Source ▸
##########

An example of how I think that we may be able to move in this direction is a project we’ve been doing in our Beijing lab called Phone Plus, where we’ve recognized the popularity and ubiquity of the cell phone, and recognized that the cell phone is built today on microprocessors that are of an equal capability to what a personal computer was not that many years ago.

So, it’s not for lack of a computational asset that most of the world’s people wouldn’t be able to move ahead; the question is how do we create a device that is both economical and has utility in the way a phone historically would, but also let it become the onramp to a richer world of computation.

So, we set out to say how could I take the phone and morph it such that it also had the capability to hook up to any other local large display, including a traditional analog television. And we’ve taken some of our WebTV technologies and other things and brought it together. And so the ability to hook up, either by wired or wireless means, a keyboard, a mouse, and any existing display technology to a cell phone actually creates a very inexpensive way to give people some type of personal computer. And while it may not match the capabilities of the state of the art desktop or laptop that we may all enjoy, relative to people who have no computing at all or who have only shared access to it in a kiosk or library or educational environment, the scale at which we could potentially see this deployed is dramatically larger. But there are many, many interesting computer science challenges and application challenges in trying to figure out how do you take these devices and have them play both roles, and provide the connectivity.

##########

Collected material ▸
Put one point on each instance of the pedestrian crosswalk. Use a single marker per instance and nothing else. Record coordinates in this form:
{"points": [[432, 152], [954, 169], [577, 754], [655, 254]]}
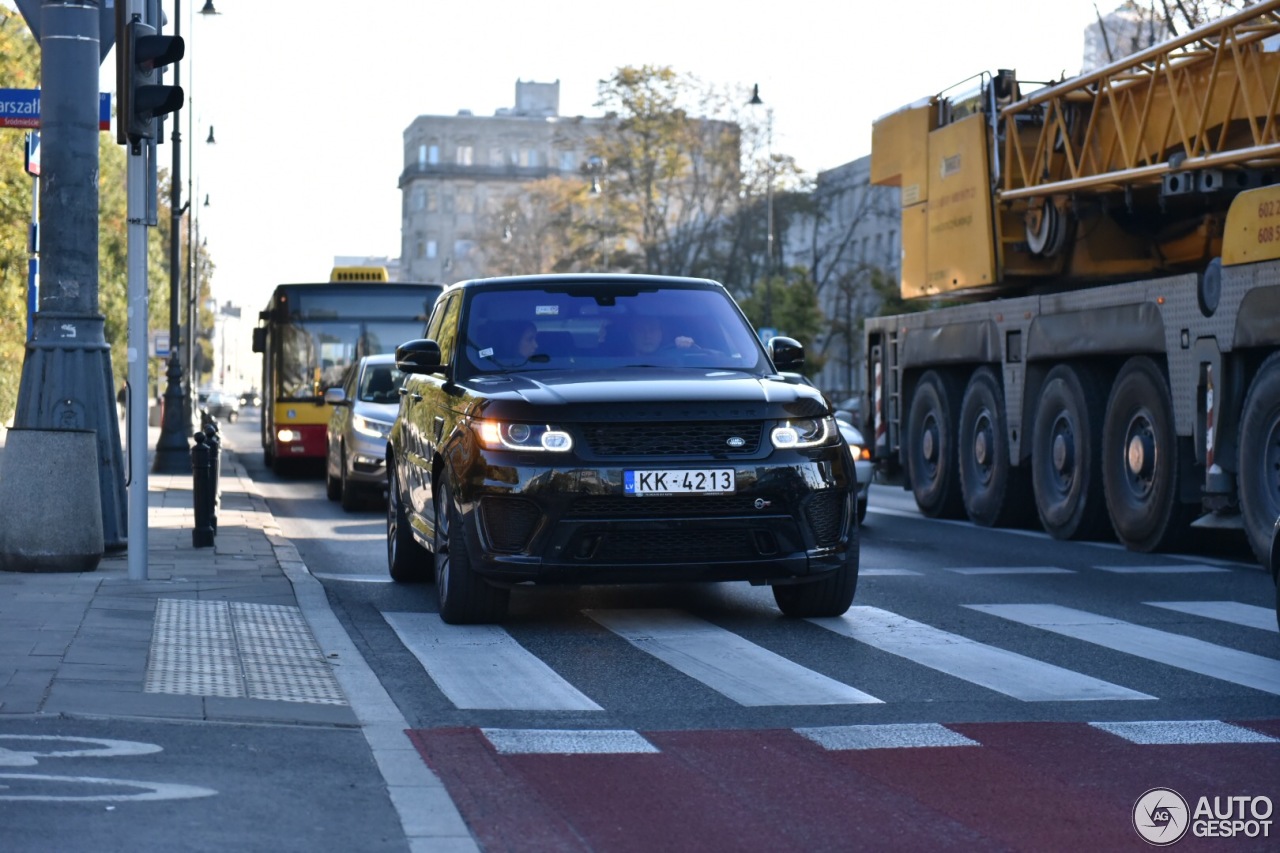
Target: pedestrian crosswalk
{"points": [[488, 669]]}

##########

Requirements ▸
Answer these three questions from the Phone Plus passage:
1. In which lab was the Phone Plus project done?
2. According to the passage, today's cell phone microprocessors are equal in capability to what?
3. What traditional display does the passage name as one the phone could hook up to?

Answer to the task ▸
1. The Beijing lab
2. What a personal computer was not that many years ago
3. A traditional analog television